Rewrite the records that follow as a numbered list, one line per item, and omit any blank lines.
______
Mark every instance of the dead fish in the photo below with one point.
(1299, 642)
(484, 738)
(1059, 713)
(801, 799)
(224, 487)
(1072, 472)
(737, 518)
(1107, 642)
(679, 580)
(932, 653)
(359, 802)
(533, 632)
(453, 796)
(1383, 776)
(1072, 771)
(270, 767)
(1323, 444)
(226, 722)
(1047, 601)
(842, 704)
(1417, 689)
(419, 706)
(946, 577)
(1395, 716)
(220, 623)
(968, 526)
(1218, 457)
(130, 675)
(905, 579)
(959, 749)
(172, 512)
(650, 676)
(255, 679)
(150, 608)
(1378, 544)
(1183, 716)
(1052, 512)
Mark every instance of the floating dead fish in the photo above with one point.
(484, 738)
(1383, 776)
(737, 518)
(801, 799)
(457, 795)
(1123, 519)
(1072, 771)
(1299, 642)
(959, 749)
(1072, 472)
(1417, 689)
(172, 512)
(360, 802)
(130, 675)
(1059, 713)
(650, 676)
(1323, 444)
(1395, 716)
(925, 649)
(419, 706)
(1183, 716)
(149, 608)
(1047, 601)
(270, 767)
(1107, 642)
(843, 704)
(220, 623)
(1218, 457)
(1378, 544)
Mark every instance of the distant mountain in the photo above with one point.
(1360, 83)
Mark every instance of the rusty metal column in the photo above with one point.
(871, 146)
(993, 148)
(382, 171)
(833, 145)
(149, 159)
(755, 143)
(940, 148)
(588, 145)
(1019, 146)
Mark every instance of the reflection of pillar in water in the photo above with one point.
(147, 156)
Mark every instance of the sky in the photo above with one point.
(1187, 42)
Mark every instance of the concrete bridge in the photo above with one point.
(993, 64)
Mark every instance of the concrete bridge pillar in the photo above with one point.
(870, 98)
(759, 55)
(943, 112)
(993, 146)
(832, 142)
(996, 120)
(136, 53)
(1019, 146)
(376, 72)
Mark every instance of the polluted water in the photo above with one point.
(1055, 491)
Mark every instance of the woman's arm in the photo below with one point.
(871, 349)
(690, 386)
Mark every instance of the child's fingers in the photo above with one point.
______
→ ANSWER TO THIS PROBLEM:
1. Mark every instance of the dead fish in the photo below with one point.
2. (1299, 642)
3. (484, 738)
4. (1059, 713)
5. (801, 799)
6. (224, 487)
7. (1072, 472)
8. (737, 518)
9. (1107, 642)
10. (679, 580)
11. (932, 653)
12. (359, 802)
13. (533, 632)
14. (453, 796)
15. (1383, 776)
16. (1072, 771)
17. (270, 767)
18. (1323, 444)
19. (226, 722)
20. (1047, 601)
21. (842, 704)
22. (1417, 689)
23. (419, 706)
24. (946, 577)
25. (1395, 716)
26. (220, 623)
27. (968, 526)
28. (1218, 457)
29. (130, 675)
30. (905, 579)
31. (959, 749)
32. (172, 512)
33. (650, 676)
34. (255, 679)
35. (150, 608)
36. (1378, 544)
37. (1183, 716)
38. (1052, 512)
39. Mark every instance of the floating dead fish in the photo above with one point.
40. (484, 738)
41. (1383, 776)
42. (737, 518)
43. (801, 799)
44. (457, 795)
45. (1123, 519)
46. (1072, 771)
47. (1299, 642)
48. (959, 749)
49. (1072, 472)
50. (1417, 689)
51. (172, 512)
52. (360, 802)
53. (130, 675)
54. (1059, 713)
55. (650, 676)
56. (1323, 444)
57. (1395, 716)
58. (925, 649)
59. (419, 706)
60. (1183, 716)
61. (149, 608)
62. (1047, 601)
63. (270, 767)
64. (1107, 642)
65. (843, 704)
66. (220, 623)
67. (1218, 457)
68. (1378, 544)
69. Mark every instance of the distant mountain in the photo above with one point.
70. (1360, 83)
71. Mark every instance of the rusty metal column in the photo above with one point.
72. (871, 146)
73. (993, 148)
74. (382, 171)
75. (833, 145)
76. (149, 159)
77. (755, 143)
78. (940, 148)
79. (588, 145)
80. (1019, 146)
81. Mark every instance of the reflection of pillar in water in the photo above with one point.
82. (147, 156)
83. Mark every instance of the sky in the photo above with one point.
84. (1187, 42)
85. Mark every instance of the concrete bridge in the photo above with one point.
86. (993, 64)
87. Mark every instance of the concrete bridge pillar in the photo above with one point.
88. (870, 98)
89. (759, 55)
90. (943, 112)
91. (993, 146)
92. (832, 142)
93. (996, 120)
94. (136, 53)
95. (1019, 146)
96. (376, 72)
97. Mark every instance of the polluted water in the photo above with one point.
98. (1055, 491)
99. Mark every instance of the woman's arm in the photo below with one point.
100. (871, 349)
101. (690, 386)
102. Mark every instance of the child's fingers in the photo above with one point.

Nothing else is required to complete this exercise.